_RICHIESTA 1:_
Secondo il testo su Mr. Robot, che cosa ha creato Elliot per l'ologramma?
_RICHIESTA 2:_
Per favore, indica se ciascuna affermazione concorda con il testo su Mr. Robot, rispondendo sì o no e citando le parole decisive: (a) lo smarrimento in Mr. Robot è temporaneo; (b) il nostro senso dell'orientamento non funziona; (c) ci si perde senza torcia né mappa.

_TESTO FORNITO:_
_ _ _ _
Facciamo ancora tanta fatica a comprendere a pieno Mr. Robot. Forse perché è un lungo viaggio nella coscienza di un ragazzo che a tratti non esiste, o forse perché è costruito talmente bene che perdersi in questo mondo è veramente troppo semplice.
Eppure neanche lo smarrimento è quello che ci saremmo aspettati. Non è una perdizione temporanea, non un andare altrove e poi tornare dove tutto è più chiaro. Mr. Robot è la perdizione infinita in una delle notti più buie. Senza torcia né mappa. Con il nostro solo senso dell’orientamento, che non funziona. Come può un ologramma funzionare come un essere concreto? Non ha punti di riferimento, non può contare sulla sua esistenza, perché non esiste. E quello che non esiste non ha storia, ma Elliot ha superato tutto ciò che non credevamo possibile, ha creato un passato per questo ologramma. Gli ha dato vita e combatte in ogni istante per rendersi reale.
_ _ _ _
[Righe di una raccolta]
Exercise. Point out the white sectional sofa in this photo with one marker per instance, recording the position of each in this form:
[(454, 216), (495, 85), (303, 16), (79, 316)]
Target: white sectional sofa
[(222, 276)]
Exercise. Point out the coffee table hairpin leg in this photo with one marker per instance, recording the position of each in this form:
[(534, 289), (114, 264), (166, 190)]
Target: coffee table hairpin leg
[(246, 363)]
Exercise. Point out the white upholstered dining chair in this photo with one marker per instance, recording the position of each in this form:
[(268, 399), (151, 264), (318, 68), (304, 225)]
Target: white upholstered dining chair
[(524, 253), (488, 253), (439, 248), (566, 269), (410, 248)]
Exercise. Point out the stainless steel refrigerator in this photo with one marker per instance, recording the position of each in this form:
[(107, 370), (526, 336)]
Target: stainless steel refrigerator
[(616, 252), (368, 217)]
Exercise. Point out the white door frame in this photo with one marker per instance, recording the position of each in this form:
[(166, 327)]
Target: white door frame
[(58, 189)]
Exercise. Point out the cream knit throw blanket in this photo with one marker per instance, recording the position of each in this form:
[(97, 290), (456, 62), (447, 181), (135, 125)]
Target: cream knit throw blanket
_ _ _ _
_RISPOSTA CORRETTA 1:_
Un passato.

_RISPOSTA CORRETTA 2:_
(a) No: «Non è una perdizione temporanea»
(b) Sì: «Con il nostro solo senso dell’orientamento, che non funziona.»
(c) Sì: «Senza torcia né mappa.»